• Supplied passage:
---------------

It appears it can either contain a symbol, or an array of symbols.

The actuall number is 624, which, coincedently, is 16 away from 640. 640
bits is 80 bytes. Also coincedently, a key can be at most 80 bytes. So, what
happens (apparently) is that the Soup takes a list of Symbols, arbitrarily
assigns them a scalar value (0-623), and uses that bit to represent the
Entry's inclusion in the tag index.

Thus, if you have two tags, say 'business and 'home, you can qualify, say, a
phone number as being both a business and home phone. In the tag index, the
two bits associated with those symbols would be set. Then using simple AND,
OR, or EQ operations, you can quickly deterimine if an entry is in any of
the up to 624 categories, including combinations (like I want all phone
numbers that are both business and home) So, I guess the 16 bits of the 640
is actually 2 bytes. The first byte identifies the key as a tag key, and the
second identifies how many byte are consumed by the index column (0-78).
Very clever.

---------------

• Entries supplied:

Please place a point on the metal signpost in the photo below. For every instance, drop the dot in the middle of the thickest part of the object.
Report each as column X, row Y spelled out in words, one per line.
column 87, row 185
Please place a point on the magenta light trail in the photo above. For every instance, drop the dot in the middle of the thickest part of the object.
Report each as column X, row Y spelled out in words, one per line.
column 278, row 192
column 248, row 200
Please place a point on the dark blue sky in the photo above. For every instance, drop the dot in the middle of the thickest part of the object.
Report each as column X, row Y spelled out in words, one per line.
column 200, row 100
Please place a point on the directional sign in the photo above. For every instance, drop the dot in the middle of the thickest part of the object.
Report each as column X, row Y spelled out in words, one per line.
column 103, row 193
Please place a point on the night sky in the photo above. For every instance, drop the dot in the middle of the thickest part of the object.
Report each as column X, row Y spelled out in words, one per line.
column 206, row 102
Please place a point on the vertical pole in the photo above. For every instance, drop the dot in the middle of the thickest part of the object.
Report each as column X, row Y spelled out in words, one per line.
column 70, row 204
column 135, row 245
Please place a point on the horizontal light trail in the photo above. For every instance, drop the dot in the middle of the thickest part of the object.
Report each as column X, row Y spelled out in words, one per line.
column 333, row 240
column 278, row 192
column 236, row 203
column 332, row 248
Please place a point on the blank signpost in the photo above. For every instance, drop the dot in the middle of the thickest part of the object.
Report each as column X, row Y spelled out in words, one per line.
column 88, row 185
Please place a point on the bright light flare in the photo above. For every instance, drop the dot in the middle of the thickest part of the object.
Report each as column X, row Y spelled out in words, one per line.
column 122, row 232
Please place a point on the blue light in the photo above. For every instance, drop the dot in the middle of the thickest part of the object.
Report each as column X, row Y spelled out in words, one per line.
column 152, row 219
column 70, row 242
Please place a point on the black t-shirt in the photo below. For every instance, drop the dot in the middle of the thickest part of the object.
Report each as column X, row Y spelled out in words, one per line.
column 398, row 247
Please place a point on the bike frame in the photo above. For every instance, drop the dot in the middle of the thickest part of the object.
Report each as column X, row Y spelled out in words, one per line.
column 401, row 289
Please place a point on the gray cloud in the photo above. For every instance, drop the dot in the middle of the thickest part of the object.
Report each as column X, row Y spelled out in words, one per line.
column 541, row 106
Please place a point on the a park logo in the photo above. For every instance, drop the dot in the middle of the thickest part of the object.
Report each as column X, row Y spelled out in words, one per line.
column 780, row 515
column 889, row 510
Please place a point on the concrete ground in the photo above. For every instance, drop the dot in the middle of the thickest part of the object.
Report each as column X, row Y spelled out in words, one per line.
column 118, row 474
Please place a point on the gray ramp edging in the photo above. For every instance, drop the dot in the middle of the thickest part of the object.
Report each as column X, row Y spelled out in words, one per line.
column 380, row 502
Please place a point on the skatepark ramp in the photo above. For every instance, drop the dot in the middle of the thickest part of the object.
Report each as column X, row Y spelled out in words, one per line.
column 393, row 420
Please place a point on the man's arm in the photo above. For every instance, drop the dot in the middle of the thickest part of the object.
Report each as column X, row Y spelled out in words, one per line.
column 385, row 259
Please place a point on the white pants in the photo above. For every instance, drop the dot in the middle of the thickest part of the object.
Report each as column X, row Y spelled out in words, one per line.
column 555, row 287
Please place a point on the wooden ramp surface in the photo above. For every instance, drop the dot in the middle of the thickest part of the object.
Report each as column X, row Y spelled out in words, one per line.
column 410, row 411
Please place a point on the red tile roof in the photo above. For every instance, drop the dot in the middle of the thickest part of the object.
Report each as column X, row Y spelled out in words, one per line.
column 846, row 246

---------------

Can you rewrite the tag-index passage from "The actuall number" to "the tag index.", renaming "tag index" to "category index" throughout?

The actuall number is 624, which, coincedently, is 16 away from 640. 640
bits is 80 bytes. Also coincedently, a key can be at most 80 bytes. So, what
happens (apparently) is that the Soup takes a list of Symbols, arbitrarily
assigns them a scalar value (0-623), and uses that bit to represent the
Entry's inclusion in the category index.